Your instructions:
Lay out the lines of the entries below as a Markdown table with the columns "Row" and "Line," numbering each row and omitting blank lines. Leave the pictures out of the table.

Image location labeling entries

------

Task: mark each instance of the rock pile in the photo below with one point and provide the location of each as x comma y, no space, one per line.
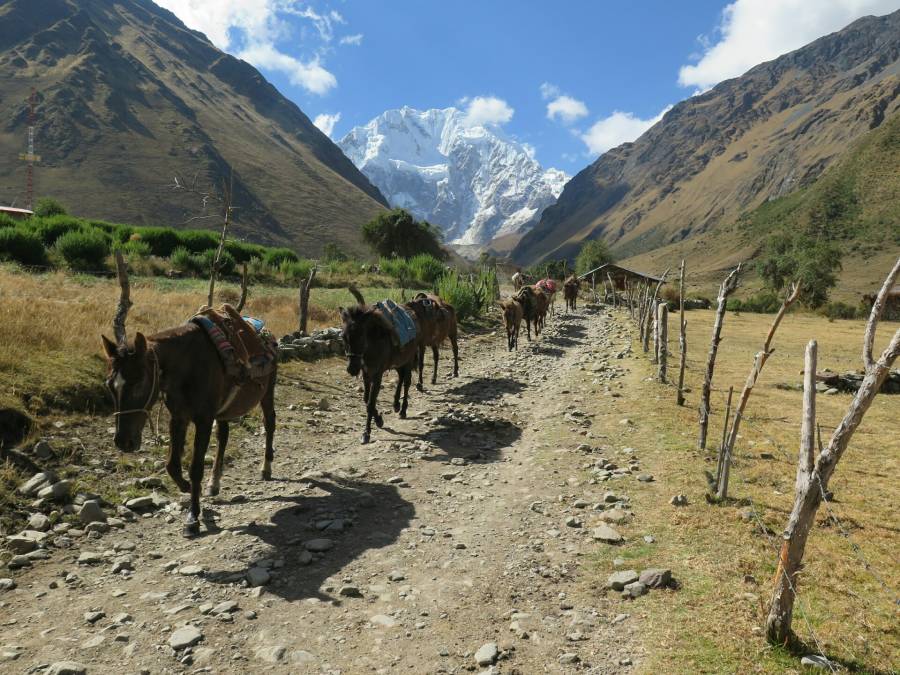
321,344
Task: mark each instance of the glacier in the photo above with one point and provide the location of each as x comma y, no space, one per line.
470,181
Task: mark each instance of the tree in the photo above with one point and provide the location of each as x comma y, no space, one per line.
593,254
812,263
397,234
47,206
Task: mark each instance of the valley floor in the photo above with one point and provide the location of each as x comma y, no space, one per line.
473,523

------

Exercise result:
| Row | Line |
|---|---|
| 1 | Task: mark each instance of the rock pile in the photo below with one point and provide the location of each as x comma y, no space, one per line. |
| 2 | 321,344 |
| 3 | Task: mark each instance of the glacier in the photo above with one point and provide the location of each as x comma y, no space, one per line. |
| 4 | 470,181 |
| 5 | Task: mark each instance of the tree in the photo above with one point and provide the location of each as x comma y, no space, one per line. |
| 6 | 593,254 |
| 7 | 812,263 |
| 8 | 397,234 |
| 9 | 47,206 |
| 10 | Task: mark each instance of the valley floor in the photo above with one point and provide the location of each as x comma y, no space, one per line. |
| 11 | 473,523 |